Display each line of the material below that contains the word "front", copying every such line in full.
____________
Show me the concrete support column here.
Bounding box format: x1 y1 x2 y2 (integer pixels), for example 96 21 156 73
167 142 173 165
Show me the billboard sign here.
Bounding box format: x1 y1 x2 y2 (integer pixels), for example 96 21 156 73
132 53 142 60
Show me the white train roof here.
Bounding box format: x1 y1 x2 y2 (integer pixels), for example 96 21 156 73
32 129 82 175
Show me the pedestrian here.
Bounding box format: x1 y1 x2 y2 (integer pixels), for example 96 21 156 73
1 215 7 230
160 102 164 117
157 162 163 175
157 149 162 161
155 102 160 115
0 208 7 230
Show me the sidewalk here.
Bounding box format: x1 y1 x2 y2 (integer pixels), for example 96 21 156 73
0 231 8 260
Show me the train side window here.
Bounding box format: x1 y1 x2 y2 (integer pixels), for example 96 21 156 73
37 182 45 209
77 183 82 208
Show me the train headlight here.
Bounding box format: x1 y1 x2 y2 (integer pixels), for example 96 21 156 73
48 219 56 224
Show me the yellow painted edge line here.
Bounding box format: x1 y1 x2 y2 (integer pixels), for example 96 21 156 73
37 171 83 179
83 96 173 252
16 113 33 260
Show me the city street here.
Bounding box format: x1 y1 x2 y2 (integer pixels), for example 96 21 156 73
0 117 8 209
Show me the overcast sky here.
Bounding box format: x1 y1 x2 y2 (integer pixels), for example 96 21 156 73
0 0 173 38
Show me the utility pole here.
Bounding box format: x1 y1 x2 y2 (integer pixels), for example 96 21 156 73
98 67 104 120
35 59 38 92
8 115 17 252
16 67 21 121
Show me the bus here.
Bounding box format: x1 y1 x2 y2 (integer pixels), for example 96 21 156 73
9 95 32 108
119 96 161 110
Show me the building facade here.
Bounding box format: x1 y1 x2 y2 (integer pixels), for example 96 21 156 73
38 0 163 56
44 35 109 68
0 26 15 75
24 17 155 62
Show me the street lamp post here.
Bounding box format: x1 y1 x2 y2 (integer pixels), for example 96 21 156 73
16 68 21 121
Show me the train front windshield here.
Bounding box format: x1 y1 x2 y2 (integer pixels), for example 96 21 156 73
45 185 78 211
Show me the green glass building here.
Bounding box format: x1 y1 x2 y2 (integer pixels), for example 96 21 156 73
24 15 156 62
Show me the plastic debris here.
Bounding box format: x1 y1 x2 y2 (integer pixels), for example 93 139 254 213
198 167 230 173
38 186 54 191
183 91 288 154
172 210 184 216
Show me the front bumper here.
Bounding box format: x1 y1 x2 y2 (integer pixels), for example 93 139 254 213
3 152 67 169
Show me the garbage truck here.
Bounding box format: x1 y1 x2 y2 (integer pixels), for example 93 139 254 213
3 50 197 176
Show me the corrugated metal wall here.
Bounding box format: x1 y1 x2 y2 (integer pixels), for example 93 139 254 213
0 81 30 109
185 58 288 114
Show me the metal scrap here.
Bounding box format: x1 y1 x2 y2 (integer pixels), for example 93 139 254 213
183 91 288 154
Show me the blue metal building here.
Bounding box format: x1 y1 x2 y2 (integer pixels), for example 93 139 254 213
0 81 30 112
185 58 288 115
____________
Exercise output:
Show me the train front windshield here.
Show me the front bumper here.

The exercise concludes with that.